Point-per-instance localization data
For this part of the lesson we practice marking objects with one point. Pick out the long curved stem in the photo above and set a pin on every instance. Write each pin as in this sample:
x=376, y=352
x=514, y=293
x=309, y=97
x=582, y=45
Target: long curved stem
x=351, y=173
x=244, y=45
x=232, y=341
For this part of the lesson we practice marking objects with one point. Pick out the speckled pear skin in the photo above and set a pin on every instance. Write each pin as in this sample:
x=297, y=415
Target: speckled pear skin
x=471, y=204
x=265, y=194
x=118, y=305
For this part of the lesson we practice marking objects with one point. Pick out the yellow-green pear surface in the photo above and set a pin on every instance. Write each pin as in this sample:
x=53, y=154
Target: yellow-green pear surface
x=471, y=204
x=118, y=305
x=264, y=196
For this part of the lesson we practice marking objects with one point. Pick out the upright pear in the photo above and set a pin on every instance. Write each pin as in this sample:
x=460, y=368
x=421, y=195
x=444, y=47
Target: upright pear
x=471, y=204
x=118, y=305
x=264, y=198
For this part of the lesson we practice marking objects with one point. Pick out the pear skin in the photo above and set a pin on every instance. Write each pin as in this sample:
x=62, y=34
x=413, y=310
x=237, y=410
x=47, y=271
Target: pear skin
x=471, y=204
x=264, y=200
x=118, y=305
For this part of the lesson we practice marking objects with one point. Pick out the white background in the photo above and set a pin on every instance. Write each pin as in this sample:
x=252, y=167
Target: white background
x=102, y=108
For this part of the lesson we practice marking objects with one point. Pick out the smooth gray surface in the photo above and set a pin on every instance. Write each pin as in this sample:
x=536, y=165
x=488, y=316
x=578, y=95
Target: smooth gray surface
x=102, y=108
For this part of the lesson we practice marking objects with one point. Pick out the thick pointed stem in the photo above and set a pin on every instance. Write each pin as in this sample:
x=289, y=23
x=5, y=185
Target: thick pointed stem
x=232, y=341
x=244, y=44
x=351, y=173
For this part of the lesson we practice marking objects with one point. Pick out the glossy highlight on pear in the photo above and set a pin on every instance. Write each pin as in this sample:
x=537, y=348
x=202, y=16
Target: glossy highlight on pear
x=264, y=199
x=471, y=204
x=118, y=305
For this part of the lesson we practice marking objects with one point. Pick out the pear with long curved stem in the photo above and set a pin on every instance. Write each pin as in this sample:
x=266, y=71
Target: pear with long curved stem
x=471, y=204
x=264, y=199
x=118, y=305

-- What this task involves --
Every entry above must appear again in the reply, exactly as it stands.

-- Task response --
For this part of the lesson we practice marking objects with one point. Pick out the long curved stem in the photo above and set a pin on every instance. Write each pin as in this sample:
x=376, y=352
x=514, y=293
x=309, y=97
x=582, y=45
Target: long curved stem
x=351, y=173
x=244, y=45
x=232, y=341
For this part of the lesson we practice marking objects with one point. Pick out the speckled pear skin in the photo above and set a pin on every instance. Write each pin as in this sample:
x=297, y=415
Target: speckled pear skin
x=471, y=204
x=265, y=194
x=118, y=305
For this part of the lesson we practice marking objects with one point. Pick out the yellow-green pear surface in the photo above and set a pin on every instance. Write each pin as in this sample:
x=53, y=154
Target: yellow-green pear surface
x=471, y=204
x=118, y=305
x=264, y=196
For this part of the lesson we practice marking objects with one point. Pick out the upright pear in the photo above and set a pin on every instance. Write each pin as in this sample:
x=460, y=368
x=421, y=195
x=444, y=47
Target: upright pear
x=471, y=204
x=118, y=305
x=264, y=198
For this part of the lesson we practice marking objects with one point. Pick out the pear skin in the photo above and set a pin on every instance. Write each pin as in this sample:
x=62, y=34
x=413, y=310
x=237, y=410
x=47, y=271
Target: pear skin
x=471, y=204
x=264, y=200
x=118, y=305
For this part of the lesson we practice marking objects with one point. Pick out the white background in the photo above and set a pin on every instance. Write each pin as in this sample:
x=252, y=167
Target: white background
x=102, y=108
For this part of the lesson we practice marking objects with one point. Pick out the smooth gray surface in the photo above and set a pin on every instance. Write each pin as in this sample:
x=536, y=165
x=488, y=316
x=578, y=95
Target: smooth gray surface
x=102, y=108
For this part of the lesson we practice marking objects with one point. Pick out the thick pointed stem in the photo above and set a pin on every instance. Write each pin as in this sample:
x=289, y=23
x=5, y=185
Target: thick pointed stem
x=232, y=341
x=244, y=44
x=351, y=173
For this part of the lesson we practice marking objects with one point. Pick out the glossy highlight on pear in the photo above and set a pin on every instance. Write each pin as in this sample:
x=537, y=348
x=202, y=16
Target: glossy highlight on pear
x=264, y=199
x=471, y=204
x=118, y=305
For this part of the lesson we practice marking objects with one point. Pick out the pear with long curved stem in the photo above and set a pin on every instance. Write each pin as in this sample:
x=266, y=71
Target: pear with long curved stem
x=471, y=204
x=264, y=199
x=118, y=305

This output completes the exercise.